[About this exercise]
Retype the data below word for word, from its very first line through the line containing "positive clicks: (835, 252)", with both of those lines included.

(Information shown Opens)

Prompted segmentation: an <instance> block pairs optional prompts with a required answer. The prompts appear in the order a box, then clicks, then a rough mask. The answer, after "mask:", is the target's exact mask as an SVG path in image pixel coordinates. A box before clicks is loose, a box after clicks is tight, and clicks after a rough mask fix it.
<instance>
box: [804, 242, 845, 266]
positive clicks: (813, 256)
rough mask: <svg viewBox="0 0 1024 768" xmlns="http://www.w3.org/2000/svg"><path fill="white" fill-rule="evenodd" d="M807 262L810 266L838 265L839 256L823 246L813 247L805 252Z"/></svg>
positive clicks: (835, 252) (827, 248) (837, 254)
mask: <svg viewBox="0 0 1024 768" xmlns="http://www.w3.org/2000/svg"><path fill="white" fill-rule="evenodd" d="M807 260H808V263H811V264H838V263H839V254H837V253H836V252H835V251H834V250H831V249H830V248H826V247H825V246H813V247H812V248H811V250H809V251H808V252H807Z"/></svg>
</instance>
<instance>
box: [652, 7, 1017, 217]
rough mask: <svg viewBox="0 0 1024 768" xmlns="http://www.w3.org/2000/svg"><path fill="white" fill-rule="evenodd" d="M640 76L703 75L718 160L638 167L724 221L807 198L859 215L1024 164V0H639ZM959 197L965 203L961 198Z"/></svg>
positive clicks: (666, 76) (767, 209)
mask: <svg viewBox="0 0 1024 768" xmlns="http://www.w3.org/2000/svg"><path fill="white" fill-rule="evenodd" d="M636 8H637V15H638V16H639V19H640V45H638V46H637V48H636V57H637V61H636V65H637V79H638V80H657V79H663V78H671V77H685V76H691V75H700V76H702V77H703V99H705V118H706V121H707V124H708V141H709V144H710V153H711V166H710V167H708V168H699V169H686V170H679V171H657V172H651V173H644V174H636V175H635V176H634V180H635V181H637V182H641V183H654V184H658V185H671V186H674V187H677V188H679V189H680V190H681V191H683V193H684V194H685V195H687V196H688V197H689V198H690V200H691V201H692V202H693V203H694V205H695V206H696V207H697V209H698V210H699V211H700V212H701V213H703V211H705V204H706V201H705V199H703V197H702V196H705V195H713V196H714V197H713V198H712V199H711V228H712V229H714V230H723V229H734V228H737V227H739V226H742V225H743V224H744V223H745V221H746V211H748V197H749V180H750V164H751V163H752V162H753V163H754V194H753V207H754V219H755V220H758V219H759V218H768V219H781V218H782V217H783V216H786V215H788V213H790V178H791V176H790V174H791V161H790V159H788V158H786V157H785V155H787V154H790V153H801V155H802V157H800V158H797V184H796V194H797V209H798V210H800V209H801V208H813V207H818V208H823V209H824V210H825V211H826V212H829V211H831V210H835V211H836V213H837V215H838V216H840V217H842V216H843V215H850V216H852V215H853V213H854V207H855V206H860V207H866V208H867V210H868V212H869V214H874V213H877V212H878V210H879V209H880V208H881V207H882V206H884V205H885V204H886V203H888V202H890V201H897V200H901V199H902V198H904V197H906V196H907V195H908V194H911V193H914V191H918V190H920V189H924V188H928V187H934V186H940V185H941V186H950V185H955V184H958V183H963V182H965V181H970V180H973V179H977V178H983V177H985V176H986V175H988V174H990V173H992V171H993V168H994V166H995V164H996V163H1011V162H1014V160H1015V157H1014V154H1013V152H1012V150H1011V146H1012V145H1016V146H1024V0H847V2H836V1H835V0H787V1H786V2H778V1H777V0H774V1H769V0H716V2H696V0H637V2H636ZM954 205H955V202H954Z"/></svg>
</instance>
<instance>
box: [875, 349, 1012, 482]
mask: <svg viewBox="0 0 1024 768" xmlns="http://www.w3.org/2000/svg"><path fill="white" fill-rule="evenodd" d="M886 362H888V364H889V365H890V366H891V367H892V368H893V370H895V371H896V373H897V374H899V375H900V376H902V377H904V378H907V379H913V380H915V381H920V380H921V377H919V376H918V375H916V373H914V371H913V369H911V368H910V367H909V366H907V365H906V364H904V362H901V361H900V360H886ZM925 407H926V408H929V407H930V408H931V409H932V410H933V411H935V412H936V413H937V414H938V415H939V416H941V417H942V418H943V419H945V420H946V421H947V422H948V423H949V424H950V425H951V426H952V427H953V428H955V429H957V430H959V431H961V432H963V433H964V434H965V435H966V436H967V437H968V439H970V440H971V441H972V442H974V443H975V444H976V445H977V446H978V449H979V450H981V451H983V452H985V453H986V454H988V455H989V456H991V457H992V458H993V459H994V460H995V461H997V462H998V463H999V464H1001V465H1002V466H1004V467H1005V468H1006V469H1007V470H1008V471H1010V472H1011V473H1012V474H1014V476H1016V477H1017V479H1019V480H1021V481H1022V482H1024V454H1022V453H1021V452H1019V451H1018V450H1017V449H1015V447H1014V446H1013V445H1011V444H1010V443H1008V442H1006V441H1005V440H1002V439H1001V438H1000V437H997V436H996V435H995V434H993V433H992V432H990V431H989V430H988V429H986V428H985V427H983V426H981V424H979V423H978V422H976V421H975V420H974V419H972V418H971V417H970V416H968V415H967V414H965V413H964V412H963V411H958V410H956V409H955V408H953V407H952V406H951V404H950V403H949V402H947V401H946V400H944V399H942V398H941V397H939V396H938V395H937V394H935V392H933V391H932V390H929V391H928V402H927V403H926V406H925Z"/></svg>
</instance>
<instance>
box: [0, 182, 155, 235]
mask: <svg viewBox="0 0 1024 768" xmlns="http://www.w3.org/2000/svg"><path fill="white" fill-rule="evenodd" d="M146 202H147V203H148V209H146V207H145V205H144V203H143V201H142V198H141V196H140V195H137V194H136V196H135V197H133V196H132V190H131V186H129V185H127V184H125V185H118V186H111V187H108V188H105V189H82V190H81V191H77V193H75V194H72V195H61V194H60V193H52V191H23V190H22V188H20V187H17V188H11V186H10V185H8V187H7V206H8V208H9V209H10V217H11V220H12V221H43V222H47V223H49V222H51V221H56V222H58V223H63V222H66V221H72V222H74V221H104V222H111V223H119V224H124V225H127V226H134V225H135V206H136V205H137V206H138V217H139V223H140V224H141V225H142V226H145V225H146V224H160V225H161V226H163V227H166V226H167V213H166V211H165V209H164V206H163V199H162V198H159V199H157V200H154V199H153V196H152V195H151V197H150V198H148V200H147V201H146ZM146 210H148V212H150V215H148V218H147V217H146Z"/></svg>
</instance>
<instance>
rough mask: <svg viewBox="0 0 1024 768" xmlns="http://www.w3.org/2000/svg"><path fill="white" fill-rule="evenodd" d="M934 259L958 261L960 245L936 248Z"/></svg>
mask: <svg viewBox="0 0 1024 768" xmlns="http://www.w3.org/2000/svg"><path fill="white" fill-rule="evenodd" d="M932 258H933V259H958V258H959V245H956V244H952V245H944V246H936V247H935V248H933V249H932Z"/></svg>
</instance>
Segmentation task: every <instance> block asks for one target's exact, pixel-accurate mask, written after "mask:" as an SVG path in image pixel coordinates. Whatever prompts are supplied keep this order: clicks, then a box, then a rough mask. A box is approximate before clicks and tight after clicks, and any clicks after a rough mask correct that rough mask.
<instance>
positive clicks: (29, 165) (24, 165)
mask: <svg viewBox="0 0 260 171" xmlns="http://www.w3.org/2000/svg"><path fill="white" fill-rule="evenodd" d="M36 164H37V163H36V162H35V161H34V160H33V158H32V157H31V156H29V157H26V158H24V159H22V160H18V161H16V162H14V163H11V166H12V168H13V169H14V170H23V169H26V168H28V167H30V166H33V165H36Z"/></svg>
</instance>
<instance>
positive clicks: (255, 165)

(Information shown Closes)

[Worked solution]
Prompted segmentation: an <instance> block pairs optional prompts with a required answer. The prompts appear in the order a box, then clicks, then a rough mask. The answer, after "mask:", is the target's exact mask as an SVG path in image pixel coordinates. A box before clicks is loose, a box after clicks is tight, and clicks after a rough mask fix it.
<instance>
box: [804, 242, 845, 266]
positive clicks: (813, 256)
rough mask: <svg viewBox="0 0 1024 768" xmlns="http://www.w3.org/2000/svg"><path fill="white" fill-rule="evenodd" d="M807 262L810 266L838 265L839 256L823 246L813 247L805 252Z"/></svg>
positive clicks: (835, 252) (827, 248) (837, 254)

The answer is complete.